Texto para leitura:
******
Em dezembro de 1941, enquanto a entrada dos Estados Unidos na Segunda Guerra Mundial acontecia ante ao desastre de Pearl Harbor, surgia, nas páginas coloridas da DC Comics, a icônica Mulher-Maravilha. Criada por Charles Moulton (pseudônimo do psicólogo William Moulton Marston), a personagem logo arrebatou o coração dos fãs da arte sequencial. Em pouquíssimo tempo, ela passou a compor, ao lado de Superman e Batman, a chamada Trindade, a famosa tríade formada pelos maiores super-heróis da nona arte.
Com o conflito mundial cada vez mais intenso, e o consequente maior envolvimento dos Estados Unidos na guerra, a Mulher-Maravilha passou a ter destaque importante no estímulo das americanas ao patriotismo. Dessa forma, ela foi usada como garota-propaganda, uma espécie de fonte de incentivo para que as esposas assumissem as rédeas do ambiente familiar. Nesse contexto, a figura masculina não era mais a cabeça do lar, já que os maridos, em virtude do compromisso militar obrigatório, encontravam-se ausentes. Com isso, as mulheres foram ao mercado de trabalho e lutaram por seu ganha-pão. Daí em diante, foi apenas um passo para que a personagem fosse transformada em um signo para os ideais feministas.
Mulher-Maravilha: rumo às telonas
Expandindo sua influência na cultura do entretenimento, a Mulher-Maravilha teve direito, na década de 70, a uma cultuada série de TV protagonizada por Lynda Carter. Apesar do sucesso televisivo, a heroína demorou para receber uma representação no cinema – diferente do homem-morcego e do homem de aço, já retratados em diversas produções cinematográficas ao longo dos anos.
Em 2016, com o lançamento de Batman vs Superman – A Origem da Justiça, e 75 anos após sua criação, a Mulher-Maravilha, finalmente, foi introduzida ao mundo da sétima arte. A participação da personagem no longa recebeu aprovação quase unânime, e ela saiu praticamente incólume dos ataques desferidos à obra. Estava aí pavimentado o caminho para sua aventura solo, que, desde então, viu-se cercada de grandes expectativas. O primeiro filme solo da clássica heroína dos quadrinhos, afinal, também seria a primeira produção do porte a apresentar uma protagonista feminina.
Conhecendo as amazonas e a princesa
Mulher-Maravilha tem início numa rápida cena no presente, em que uma foto é o ponto de partida para um flashback que remete a trama para cem anos no passado. É quando a narrativa nos direciona à deslumbrante Ilha Paraíso (ou Themyscira), um idílico local – desconectado do tempo e do espaço por obra de Zeus – situado em algum lugar da Grécia. Lá moram as amazonas, guerreiras virtuosas e imponentes designadas para proteger o lugar da fúria de Ares, o deus da guerra. Também é lá que reside a princesa Diana (Gal Gadot), treinada desde criança para cumprir um papel especial numa vindoura luta contra esse maligno ser mitológico.
******
Linhas fornecidas:
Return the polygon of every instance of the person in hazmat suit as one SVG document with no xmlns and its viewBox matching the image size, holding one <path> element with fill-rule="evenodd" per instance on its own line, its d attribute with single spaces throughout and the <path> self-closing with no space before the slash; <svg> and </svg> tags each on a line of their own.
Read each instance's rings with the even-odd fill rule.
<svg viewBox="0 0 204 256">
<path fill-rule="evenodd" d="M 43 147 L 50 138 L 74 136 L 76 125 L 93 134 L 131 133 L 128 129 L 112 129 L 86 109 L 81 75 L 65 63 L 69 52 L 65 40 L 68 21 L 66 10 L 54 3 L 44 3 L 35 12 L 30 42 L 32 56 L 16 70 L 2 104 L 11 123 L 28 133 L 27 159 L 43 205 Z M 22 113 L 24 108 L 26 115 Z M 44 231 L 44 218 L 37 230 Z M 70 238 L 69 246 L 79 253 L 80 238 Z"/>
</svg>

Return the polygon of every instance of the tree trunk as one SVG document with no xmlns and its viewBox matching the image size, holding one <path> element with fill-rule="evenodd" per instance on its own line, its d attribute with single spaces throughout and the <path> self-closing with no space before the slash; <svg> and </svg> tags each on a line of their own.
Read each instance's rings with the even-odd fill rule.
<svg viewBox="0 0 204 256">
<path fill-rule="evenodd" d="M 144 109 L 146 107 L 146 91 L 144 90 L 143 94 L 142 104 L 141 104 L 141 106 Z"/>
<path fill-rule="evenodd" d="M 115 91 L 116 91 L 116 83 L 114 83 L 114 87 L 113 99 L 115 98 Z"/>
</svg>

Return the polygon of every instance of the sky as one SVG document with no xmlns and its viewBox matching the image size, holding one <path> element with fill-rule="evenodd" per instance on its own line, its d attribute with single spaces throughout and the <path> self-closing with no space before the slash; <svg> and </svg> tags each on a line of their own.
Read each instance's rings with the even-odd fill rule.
******
Detalhes do exercício:
Copie tudo o que vai de "Em dezembro de" até "da nona arte." no texto sobre a Mulher-Maravilha, alterando "pouquíssimo tempo" para "poucos meses". As linhas não são usadas aqui.

Solução do problema:
Em dezembro de 1941, enquanto a entrada dos Estados Unidos na Segunda Guerra Mundial acontecia ante ao desastre de Pearl Harbor, surgia, nas páginas coloridas da DC Comics, a icônica Mulher-Maravilha. Criada por Charles Moulton (pseudônimo do psicólogo William Moulton Marston), a personagem logo arrebatou o coração dos fãs da arte sequencial. Em poucos meses, ela passou a compor, ao lado de Superman e Batman, a chamada Trindade, a famosa tríade formada pelos maiores super-heróis da nona arte.